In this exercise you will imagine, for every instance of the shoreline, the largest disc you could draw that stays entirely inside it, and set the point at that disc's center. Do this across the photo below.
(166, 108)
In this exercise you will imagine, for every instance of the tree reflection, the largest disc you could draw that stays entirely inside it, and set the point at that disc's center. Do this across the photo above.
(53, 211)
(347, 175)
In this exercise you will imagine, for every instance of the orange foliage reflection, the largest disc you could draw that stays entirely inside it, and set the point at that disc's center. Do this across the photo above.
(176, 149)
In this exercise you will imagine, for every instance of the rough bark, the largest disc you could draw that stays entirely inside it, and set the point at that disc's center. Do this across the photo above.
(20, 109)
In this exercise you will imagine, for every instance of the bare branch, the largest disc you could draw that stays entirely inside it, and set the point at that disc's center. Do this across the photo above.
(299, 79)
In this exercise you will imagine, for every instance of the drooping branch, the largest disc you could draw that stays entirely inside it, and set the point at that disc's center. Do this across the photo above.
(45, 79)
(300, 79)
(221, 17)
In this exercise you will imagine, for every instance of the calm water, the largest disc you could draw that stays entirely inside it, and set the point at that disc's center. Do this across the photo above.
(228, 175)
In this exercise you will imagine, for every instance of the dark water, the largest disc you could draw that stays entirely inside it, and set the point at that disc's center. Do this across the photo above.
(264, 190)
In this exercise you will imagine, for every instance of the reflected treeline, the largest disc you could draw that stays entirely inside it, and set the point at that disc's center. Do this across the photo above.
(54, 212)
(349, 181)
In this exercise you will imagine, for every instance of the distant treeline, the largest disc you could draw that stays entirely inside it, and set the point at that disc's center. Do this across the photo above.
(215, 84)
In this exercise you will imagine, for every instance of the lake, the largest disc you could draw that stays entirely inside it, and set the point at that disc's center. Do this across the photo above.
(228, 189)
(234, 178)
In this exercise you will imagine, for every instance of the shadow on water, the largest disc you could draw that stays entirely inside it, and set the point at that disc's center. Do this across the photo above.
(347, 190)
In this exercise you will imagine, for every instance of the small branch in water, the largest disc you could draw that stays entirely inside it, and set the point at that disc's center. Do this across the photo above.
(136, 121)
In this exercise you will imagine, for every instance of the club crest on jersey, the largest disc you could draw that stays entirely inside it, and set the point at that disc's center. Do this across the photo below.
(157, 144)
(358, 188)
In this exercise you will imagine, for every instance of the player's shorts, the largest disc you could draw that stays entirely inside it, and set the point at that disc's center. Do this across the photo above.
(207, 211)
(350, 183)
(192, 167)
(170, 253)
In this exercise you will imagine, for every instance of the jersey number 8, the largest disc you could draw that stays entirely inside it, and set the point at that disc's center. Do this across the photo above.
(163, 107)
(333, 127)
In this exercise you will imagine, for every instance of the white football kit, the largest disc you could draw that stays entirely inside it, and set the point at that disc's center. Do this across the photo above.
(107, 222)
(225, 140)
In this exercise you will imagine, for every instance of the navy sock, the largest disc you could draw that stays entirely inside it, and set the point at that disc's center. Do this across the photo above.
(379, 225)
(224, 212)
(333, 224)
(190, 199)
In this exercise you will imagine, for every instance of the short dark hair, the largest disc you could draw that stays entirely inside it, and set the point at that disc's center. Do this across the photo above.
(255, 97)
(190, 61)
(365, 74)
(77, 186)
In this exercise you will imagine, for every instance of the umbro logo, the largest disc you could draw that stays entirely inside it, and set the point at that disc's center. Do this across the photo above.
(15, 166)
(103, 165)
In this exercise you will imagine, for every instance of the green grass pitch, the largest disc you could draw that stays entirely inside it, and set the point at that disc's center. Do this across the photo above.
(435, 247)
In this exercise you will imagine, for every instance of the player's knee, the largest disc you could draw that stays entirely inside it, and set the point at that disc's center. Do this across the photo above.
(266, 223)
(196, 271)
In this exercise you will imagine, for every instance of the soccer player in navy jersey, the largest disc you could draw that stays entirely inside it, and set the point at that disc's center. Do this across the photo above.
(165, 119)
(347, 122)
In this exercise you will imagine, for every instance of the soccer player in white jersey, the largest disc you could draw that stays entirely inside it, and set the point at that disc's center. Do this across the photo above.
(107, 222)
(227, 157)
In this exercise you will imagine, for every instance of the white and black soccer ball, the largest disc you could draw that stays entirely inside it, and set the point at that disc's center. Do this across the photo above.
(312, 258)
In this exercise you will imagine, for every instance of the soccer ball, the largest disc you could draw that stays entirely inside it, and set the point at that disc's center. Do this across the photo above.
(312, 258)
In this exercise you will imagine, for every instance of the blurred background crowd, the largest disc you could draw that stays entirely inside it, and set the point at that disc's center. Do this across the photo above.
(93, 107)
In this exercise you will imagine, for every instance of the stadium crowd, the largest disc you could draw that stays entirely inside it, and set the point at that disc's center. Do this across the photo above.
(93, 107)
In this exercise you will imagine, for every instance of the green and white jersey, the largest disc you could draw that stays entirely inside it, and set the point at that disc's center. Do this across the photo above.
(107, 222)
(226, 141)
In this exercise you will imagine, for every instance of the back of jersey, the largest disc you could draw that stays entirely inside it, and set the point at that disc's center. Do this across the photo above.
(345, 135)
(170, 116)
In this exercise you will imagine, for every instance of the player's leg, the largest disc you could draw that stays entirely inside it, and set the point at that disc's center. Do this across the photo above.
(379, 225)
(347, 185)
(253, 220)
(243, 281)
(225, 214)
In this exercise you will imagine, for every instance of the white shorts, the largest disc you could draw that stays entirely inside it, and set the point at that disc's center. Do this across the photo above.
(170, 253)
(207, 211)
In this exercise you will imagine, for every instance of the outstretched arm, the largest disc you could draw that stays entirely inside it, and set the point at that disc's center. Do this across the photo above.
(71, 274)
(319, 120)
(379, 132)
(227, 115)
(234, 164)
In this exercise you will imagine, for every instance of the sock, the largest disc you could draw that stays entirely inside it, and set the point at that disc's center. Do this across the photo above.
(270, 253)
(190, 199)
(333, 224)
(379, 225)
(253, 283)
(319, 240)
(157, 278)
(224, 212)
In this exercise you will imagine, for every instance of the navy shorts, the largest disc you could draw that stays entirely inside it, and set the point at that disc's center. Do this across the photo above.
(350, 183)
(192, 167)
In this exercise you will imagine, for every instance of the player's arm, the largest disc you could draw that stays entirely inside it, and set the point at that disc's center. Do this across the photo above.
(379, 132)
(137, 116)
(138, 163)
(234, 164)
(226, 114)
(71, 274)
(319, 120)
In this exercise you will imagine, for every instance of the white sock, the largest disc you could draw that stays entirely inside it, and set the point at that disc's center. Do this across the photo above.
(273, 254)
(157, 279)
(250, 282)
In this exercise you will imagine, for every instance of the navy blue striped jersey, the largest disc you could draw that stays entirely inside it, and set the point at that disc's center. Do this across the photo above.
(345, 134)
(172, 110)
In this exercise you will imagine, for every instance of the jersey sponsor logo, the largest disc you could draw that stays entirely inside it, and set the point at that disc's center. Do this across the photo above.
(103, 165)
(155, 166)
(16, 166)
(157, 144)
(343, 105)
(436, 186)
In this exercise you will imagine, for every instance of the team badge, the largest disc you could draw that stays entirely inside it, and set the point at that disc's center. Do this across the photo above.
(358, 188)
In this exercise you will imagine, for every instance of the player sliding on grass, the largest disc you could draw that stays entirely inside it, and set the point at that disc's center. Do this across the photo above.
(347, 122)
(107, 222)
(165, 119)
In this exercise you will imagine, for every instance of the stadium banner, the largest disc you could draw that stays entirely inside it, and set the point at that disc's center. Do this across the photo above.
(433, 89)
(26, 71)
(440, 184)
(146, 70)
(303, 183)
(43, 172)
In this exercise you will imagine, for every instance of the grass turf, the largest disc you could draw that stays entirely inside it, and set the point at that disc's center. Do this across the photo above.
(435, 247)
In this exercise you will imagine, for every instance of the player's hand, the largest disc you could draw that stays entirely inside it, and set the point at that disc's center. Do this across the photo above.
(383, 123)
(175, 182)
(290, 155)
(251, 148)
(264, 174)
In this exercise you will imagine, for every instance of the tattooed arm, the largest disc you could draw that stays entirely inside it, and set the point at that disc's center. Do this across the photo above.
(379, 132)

──────

SET EXERCISE - Return only the lines running from the line with "stadium banner, the" to the last line of the records, both included, exactly as written.

ANSWER TO THIS EXERCISE -
In this exercise you will imagine, for every instance of the stadium banner, the largest disc you could draw that stays entirely inside it, and set the point at that disc's center. Do this across the photo above.
(433, 89)
(26, 71)
(440, 184)
(146, 70)
(303, 183)
(43, 172)
In this exercise you will imagine, for every instance of the grass turf, the largest disc you could draw that stays entirely inside it, and set the point at that disc's center. Do this across the photo above.
(435, 247)
In this exercise you will imagine, for every instance of the player's hand, the largest disc you could draw that stays entirely inside it, and set the point at that disc's center. Do this across the photo above.
(383, 123)
(175, 182)
(290, 155)
(251, 148)
(264, 174)
In this exercise you will imagine, for every instance of the tattooed arm, the largest disc you could draw that stays entirely inside it, and set the point at that disc's center. Do this across the photo above.
(379, 132)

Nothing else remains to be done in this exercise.